* _TASK PROMPT_: Copy out the listing below with each "Point out" swapped for "Mark", changing nothing else, and leave the pictures out.
--- BEGIN INFORMATION SHOWN ---
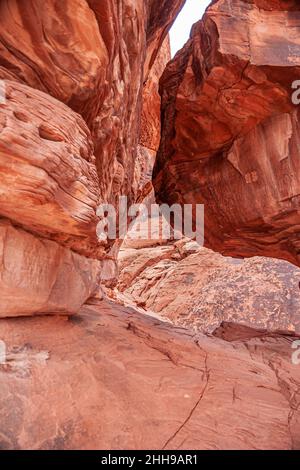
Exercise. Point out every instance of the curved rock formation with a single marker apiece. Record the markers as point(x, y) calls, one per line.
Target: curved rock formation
point(195, 288)
point(230, 137)
point(72, 74)
point(132, 382)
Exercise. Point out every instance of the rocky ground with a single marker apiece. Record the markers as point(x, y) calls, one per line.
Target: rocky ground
point(111, 378)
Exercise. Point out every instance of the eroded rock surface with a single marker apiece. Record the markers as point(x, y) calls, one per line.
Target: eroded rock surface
point(230, 136)
point(70, 120)
point(196, 288)
point(132, 382)
point(40, 276)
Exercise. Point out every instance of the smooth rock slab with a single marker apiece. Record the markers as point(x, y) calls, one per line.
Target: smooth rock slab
point(113, 379)
point(40, 276)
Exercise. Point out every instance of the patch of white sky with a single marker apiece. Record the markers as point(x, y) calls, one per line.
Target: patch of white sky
point(192, 11)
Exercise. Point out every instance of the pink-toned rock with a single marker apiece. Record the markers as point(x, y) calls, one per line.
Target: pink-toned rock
point(70, 125)
point(48, 180)
point(40, 276)
point(196, 288)
point(230, 132)
point(132, 382)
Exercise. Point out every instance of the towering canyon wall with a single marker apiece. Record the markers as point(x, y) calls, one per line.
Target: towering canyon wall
point(230, 132)
point(73, 76)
--- END INFORMATION SHOWN ---
* _REPLY_:
Exercise. Mark every instance of the curved rock formation with a single marker apiece. Record the markers as point(x, y) calls, one per line.
Target: curved rock formation
point(195, 288)
point(230, 137)
point(72, 74)
point(132, 382)
Exercise. Mark every instance of the rocky ground with a single marker apiece. Record the markers as point(x, y) calls, one per line.
Target: rocky ground
point(111, 378)
Exercise. Mark every instance of the eroded rock surface with a single marker apiece. Record the markers as point(x, y) calls, one per line.
Target: eroded rock surface
point(230, 136)
point(70, 120)
point(196, 288)
point(132, 382)
point(40, 276)
Exercise. Mark every instance of the smooth rock slab with a single marker apiece. Record the markers as point(x, y) calls, one per line.
Target: smooth rock slab
point(113, 379)
point(40, 276)
Exercise. Mark every instance of the patch of white sky with a single marker apiece. Record the markers as point(x, y) calls, one per line.
Target: patch of white sky
point(192, 11)
Exercise. Mark every instance of the pink-toned rock with a single marker apiece. Record the markers as point(x, y) calls, one per line.
Target: pink-toned rock
point(70, 125)
point(48, 180)
point(40, 276)
point(196, 288)
point(230, 132)
point(132, 382)
Exercise. Mark every instance of the towering canyon wall with a single marker apiece. Record the markers as point(x, y) calls, one per line.
Target: towering canyon wall
point(230, 132)
point(73, 76)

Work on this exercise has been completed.